Anklänge zu diesen Texten finden sich an Jeremias Berufung zu Beginn des Exils um 587 vor Christus: Auch der ältere Jeremias ist „zum Propheten über die Völker“ bestimmt, Jahwe setzt ihn „über Völker und Königreiche“, hat ihn „im Mutterleib gebildet“ (Jer 1, 5.10/ Jesaja 49). 

Das Volk ist noch nicht für die Botschaft bereit. Der Knecht müht sich vergeblich. Sein Misserfolg entlässt ihn nicht aus seinem Auftrag. Er selbst setzt dagegen die unbedingte Zuversicht auf Jahwe, der ihn rechtfertigt und seine Botschaft bestätigt.

**Aufgabe:** Kopiere aus dem Dokumenttext oben wortgetreu den Abschnitt, der bei „Anklänge zu diesen“ beginnt und bei „5.10/ Jesaja 49).“ endet.

**Daten zur Objekterkennung:**
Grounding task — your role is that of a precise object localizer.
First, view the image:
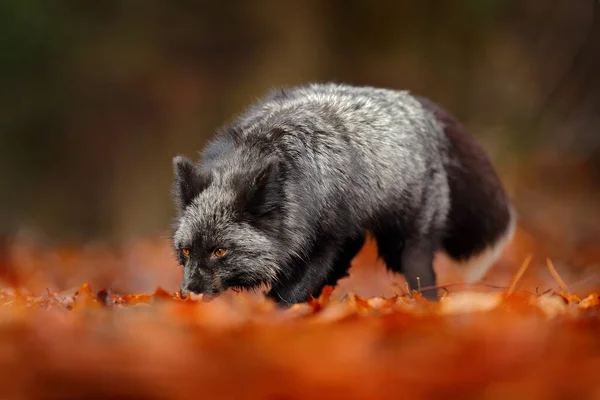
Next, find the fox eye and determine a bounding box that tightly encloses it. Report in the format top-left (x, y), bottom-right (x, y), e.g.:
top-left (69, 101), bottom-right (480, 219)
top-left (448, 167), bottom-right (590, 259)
top-left (213, 248), bottom-right (227, 258)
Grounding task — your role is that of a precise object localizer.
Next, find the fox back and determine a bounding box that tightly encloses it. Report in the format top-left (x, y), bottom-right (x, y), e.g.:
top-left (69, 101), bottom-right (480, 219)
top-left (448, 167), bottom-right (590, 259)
top-left (173, 84), bottom-right (514, 304)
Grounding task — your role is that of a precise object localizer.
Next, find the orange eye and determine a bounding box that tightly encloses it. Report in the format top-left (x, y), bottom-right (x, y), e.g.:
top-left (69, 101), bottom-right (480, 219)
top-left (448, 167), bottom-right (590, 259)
top-left (213, 249), bottom-right (227, 258)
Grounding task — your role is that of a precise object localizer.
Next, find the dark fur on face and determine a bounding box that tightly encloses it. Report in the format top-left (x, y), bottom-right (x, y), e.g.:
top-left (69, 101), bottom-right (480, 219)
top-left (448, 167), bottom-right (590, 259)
top-left (173, 85), bottom-right (514, 304)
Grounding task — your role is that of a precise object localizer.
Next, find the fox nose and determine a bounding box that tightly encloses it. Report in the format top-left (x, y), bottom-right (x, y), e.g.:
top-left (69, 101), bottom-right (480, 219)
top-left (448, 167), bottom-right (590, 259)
top-left (179, 282), bottom-right (202, 297)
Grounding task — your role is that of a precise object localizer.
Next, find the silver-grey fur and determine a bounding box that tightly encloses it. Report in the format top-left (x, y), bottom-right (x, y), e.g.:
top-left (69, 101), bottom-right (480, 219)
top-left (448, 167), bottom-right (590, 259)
top-left (173, 84), bottom-right (513, 304)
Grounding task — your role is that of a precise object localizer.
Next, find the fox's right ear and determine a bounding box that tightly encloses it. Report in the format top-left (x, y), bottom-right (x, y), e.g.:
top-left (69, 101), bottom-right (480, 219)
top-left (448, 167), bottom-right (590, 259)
top-left (173, 156), bottom-right (209, 211)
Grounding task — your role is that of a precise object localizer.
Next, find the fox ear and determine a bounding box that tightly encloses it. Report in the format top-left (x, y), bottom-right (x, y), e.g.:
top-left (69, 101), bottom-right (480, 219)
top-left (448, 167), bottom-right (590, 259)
top-left (243, 160), bottom-right (281, 217)
top-left (173, 156), bottom-right (209, 211)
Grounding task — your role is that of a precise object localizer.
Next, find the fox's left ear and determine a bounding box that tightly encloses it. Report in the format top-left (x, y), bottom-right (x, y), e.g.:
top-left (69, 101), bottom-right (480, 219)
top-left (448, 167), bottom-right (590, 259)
top-left (173, 156), bottom-right (210, 211)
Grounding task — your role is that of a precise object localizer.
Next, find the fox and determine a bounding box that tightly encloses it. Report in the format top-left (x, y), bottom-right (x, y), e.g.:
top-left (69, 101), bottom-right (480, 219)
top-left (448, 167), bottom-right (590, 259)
top-left (172, 83), bottom-right (516, 306)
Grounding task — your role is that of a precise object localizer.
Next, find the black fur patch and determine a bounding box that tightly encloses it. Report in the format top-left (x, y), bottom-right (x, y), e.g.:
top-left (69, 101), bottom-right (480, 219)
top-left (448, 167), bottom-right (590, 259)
top-left (417, 97), bottom-right (511, 260)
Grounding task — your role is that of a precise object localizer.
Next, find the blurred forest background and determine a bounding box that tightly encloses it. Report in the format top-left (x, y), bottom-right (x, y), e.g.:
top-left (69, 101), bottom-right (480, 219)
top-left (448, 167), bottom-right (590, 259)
top-left (0, 0), bottom-right (600, 294)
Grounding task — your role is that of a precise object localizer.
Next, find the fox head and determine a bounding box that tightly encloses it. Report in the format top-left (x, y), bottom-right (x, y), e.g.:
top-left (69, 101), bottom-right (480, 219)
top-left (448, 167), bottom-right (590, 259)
top-left (172, 156), bottom-right (285, 295)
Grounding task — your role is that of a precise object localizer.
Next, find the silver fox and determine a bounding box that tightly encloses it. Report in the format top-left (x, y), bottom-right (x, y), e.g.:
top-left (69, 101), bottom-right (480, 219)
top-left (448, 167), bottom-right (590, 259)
top-left (172, 84), bottom-right (516, 305)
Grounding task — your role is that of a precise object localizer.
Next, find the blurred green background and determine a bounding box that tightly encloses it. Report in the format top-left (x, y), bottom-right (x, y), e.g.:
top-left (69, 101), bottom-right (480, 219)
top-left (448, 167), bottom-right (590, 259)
top-left (0, 0), bottom-right (600, 247)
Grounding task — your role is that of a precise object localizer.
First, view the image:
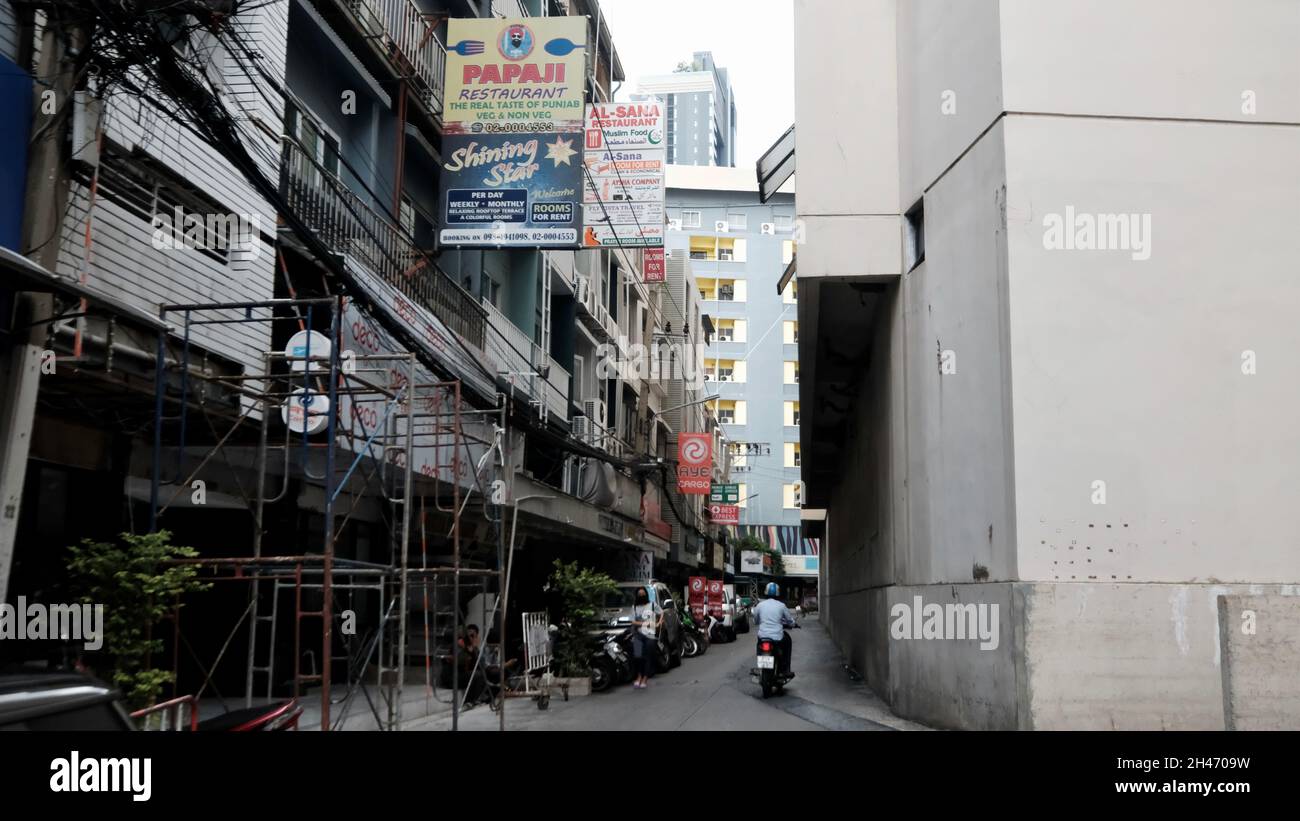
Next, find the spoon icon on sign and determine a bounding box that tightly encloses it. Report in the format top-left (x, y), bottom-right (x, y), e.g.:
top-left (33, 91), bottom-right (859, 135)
top-left (543, 38), bottom-right (586, 57)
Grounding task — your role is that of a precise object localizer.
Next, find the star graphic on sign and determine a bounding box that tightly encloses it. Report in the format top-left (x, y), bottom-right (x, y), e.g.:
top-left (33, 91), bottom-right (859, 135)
top-left (546, 136), bottom-right (577, 168)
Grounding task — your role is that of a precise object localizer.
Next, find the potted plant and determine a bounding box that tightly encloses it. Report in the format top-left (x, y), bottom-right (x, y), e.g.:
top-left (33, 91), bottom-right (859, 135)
top-left (547, 559), bottom-right (618, 695)
top-left (68, 530), bottom-right (212, 709)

**Antwort:**
Anklänge zu diesen Texten finden sich an Jeremias Berufung zu Beginn des Exils um 587 vor Christus: Auch der ältere Jeremias ist „zum Propheten über die Völker“ bestimmt, Jahwe setzt ihn „über Völker und Königreiche“, hat ihn „im Mutterleib gebildet“ (Jer 1, 5.10/ Jesaja 49).